* **ASSIGNMENT**
Print the entire listing. Each line must match the original exactly.

── RECORDS FOR THE EXERCISE ──

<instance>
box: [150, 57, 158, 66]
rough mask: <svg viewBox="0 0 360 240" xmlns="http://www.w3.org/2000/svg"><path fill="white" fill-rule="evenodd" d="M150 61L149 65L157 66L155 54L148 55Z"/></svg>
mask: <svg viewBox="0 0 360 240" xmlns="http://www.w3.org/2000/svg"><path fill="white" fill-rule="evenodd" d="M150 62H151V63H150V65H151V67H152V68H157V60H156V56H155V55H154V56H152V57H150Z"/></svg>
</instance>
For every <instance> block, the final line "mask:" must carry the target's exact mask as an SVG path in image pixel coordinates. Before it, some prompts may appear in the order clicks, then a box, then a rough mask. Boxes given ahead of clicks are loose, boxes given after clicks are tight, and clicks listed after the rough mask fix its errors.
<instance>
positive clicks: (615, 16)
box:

───

* **ANSWER TO THIS TASK**
<instance>
box: [150, 57, 158, 66]
rough mask: <svg viewBox="0 0 360 240" xmlns="http://www.w3.org/2000/svg"><path fill="white" fill-rule="evenodd" d="M150 61L149 65L157 66L155 54L148 55Z"/></svg>
mask: <svg viewBox="0 0 360 240" xmlns="http://www.w3.org/2000/svg"><path fill="white" fill-rule="evenodd" d="M150 62H151V63H150V65H151V67H152V68H157V60H156V56H155V55H154V56H152V57H150Z"/></svg>
</instance>
For every <instance> block, the final line "mask:" must carry the target's exact mask as an SVG path in image pixel coordinates. Before it, some prompts may appear in the order clicks, then a box, then a rough mask. Boxes given ahead of clicks are loose, boxes given after clicks are tight, and clicks listed after the rough mask fix its errors.
<instance>
positive clicks: (615, 16)
box:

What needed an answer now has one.